**PROMPT**
Write out exactly the lines from the one containing "15 153 L 55" through the last line of the records below, including both.

*** Opening of SUPPLIED DATA ***

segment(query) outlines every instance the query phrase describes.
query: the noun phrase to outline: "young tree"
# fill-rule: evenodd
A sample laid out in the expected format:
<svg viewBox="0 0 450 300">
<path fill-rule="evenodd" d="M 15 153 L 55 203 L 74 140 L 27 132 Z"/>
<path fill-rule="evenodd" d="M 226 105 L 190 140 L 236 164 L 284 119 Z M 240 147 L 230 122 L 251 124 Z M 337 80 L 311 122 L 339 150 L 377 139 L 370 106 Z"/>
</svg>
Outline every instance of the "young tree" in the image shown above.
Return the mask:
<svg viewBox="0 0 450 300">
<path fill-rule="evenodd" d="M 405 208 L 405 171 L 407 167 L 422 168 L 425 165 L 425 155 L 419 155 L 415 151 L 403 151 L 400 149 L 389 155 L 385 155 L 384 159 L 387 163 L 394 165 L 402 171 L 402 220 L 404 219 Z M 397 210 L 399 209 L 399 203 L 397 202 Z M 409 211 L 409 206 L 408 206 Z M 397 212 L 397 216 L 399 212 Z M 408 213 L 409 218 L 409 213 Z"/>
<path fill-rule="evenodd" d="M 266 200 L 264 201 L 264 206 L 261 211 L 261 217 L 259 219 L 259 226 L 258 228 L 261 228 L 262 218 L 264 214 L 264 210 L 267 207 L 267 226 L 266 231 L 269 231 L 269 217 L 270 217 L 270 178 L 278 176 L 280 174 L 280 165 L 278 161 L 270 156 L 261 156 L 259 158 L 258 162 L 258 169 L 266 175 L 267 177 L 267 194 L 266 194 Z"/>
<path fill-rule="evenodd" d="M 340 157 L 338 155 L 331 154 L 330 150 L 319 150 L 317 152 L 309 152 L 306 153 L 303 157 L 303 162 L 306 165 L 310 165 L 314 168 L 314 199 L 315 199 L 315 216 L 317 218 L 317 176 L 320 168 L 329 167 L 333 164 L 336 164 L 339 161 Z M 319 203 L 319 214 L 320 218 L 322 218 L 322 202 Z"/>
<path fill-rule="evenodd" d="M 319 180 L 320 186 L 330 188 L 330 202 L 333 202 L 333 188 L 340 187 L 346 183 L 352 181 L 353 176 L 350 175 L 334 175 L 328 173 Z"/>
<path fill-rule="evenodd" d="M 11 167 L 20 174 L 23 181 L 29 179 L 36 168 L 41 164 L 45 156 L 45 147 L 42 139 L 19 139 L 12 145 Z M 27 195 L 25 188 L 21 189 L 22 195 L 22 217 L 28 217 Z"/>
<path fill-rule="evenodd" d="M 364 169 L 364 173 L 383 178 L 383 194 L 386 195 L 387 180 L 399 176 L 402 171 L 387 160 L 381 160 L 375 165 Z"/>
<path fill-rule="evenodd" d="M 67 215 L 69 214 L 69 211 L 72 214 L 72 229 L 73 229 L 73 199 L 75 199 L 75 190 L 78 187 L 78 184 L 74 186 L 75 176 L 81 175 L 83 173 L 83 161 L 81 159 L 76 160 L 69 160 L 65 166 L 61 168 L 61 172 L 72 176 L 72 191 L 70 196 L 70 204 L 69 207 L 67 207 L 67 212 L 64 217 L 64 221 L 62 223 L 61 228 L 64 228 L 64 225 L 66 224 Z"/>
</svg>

*** Close of SUPPLIED DATA ***

**SOLUTION BELOW**
<path fill-rule="evenodd" d="M 15 153 L 55 203 L 74 140 L 27 132 Z"/>
<path fill-rule="evenodd" d="M 226 105 L 190 140 L 236 164 L 284 119 Z M 240 147 L 230 122 L 251 124 Z M 337 80 L 311 122 L 339 150 L 377 139 L 370 106 Z"/>
</svg>
Outline every instance of the "young tree" in the image shown above.
Return the mask:
<svg viewBox="0 0 450 300">
<path fill-rule="evenodd" d="M 405 208 L 405 171 L 407 167 L 422 168 L 425 165 L 425 155 L 419 155 L 415 151 L 403 151 L 400 149 L 389 155 L 385 155 L 384 159 L 387 163 L 394 165 L 402 171 L 402 220 L 404 219 Z M 397 210 L 399 209 L 399 203 L 397 202 Z M 409 211 L 409 206 L 408 206 Z M 397 212 L 397 216 L 399 212 Z M 408 213 L 409 218 L 409 213 Z"/>
<path fill-rule="evenodd" d="M 266 200 L 264 201 L 264 206 L 261 211 L 261 217 L 259 219 L 259 226 L 258 228 L 261 228 L 262 218 L 264 214 L 264 210 L 267 207 L 267 226 L 266 231 L 269 231 L 269 217 L 270 217 L 270 178 L 278 176 L 280 174 L 280 165 L 278 161 L 270 156 L 261 156 L 259 158 L 258 162 L 258 169 L 266 175 L 267 177 L 267 194 L 266 194 Z"/>
<path fill-rule="evenodd" d="M 340 157 L 338 155 L 331 154 L 330 150 L 319 150 L 317 152 L 309 152 L 306 153 L 303 157 L 303 162 L 306 165 L 310 165 L 314 168 L 314 199 L 315 199 L 315 216 L 317 218 L 317 176 L 320 168 L 329 167 L 333 164 L 336 164 L 339 161 Z M 319 203 L 319 214 L 320 218 L 322 218 L 322 202 Z"/>
<path fill-rule="evenodd" d="M 319 180 L 320 186 L 330 188 L 330 202 L 333 202 L 333 188 L 340 187 L 346 183 L 352 181 L 353 176 L 350 175 L 334 175 L 328 173 Z"/>
<path fill-rule="evenodd" d="M 11 167 L 20 174 L 23 181 L 29 179 L 36 168 L 41 164 L 45 156 L 45 147 L 42 139 L 19 139 L 12 145 Z M 27 195 L 25 188 L 21 189 L 22 195 L 22 217 L 28 217 Z"/>
<path fill-rule="evenodd" d="M 364 169 L 364 173 L 383 178 L 383 194 L 386 195 L 387 180 L 399 176 L 402 171 L 387 160 L 381 160 L 375 165 Z"/>
<path fill-rule="evenodd" d="M 67 215 L 69 214 L 69 211 L 72 214 L 72 229 L 73 229 L 73 199 L 75 199 L 75 190 L 78 187 L 78 184 L 74 186 L 75 176 L 81 175 L 83 173 L 83 161 L 81 159 L 76 160 L 69 160 L 65 166 L 61 168 L 61 172 L 72 176 L 72 191 L 70 196 L 70 204 L 69 207 L 67 207 L 67 212 L 64 217 L 64 221 L 62 223 L 61 228 L 64 228 L 64 225 L 66 224 Z"/>
</svg>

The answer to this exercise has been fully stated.